Convert every line of the records below into a JSON list of strings with one string per line. Omit blank lines and leave the pictures out.

## Records of labeled points:

◇ ◇ ◇ ◇ ◇ ◇ ◇

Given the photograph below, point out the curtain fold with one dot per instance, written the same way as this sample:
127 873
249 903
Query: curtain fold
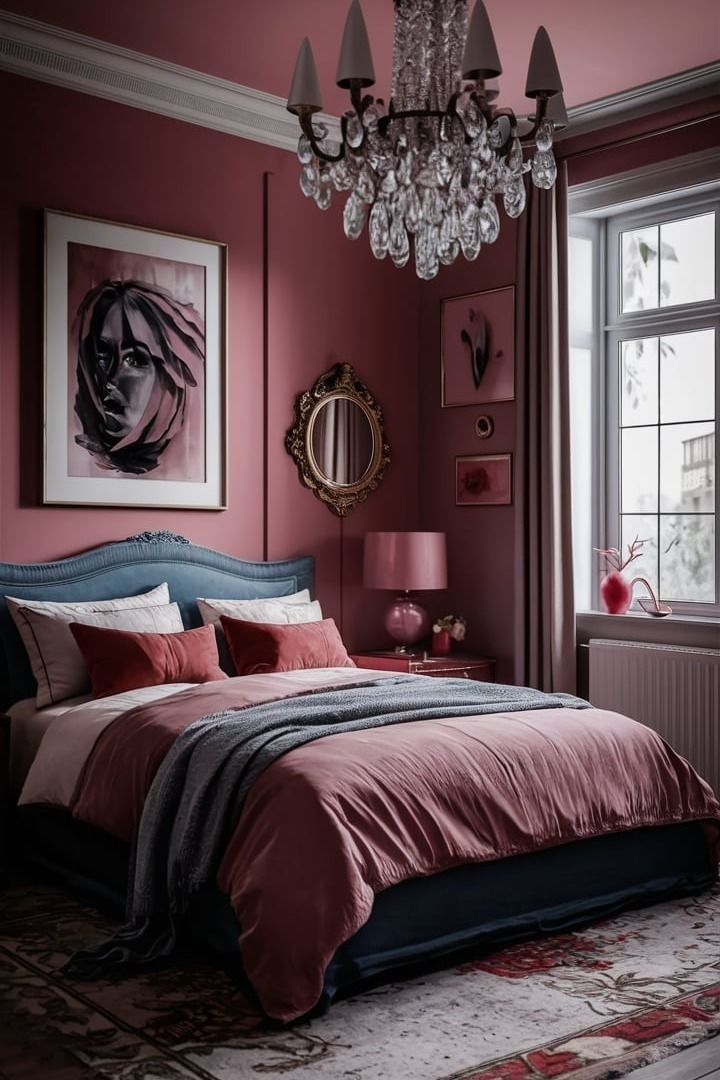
544 605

◇ ◇ ◇ ◇ ◇ ◇ ◇

## The reply:
[
  "Given the photograph below, point out the curtain fold with one dot per instance, written the same way as this sample:",
  "127 873",
  "249 903",
  "Query: curtain fold",
  "544 605"
]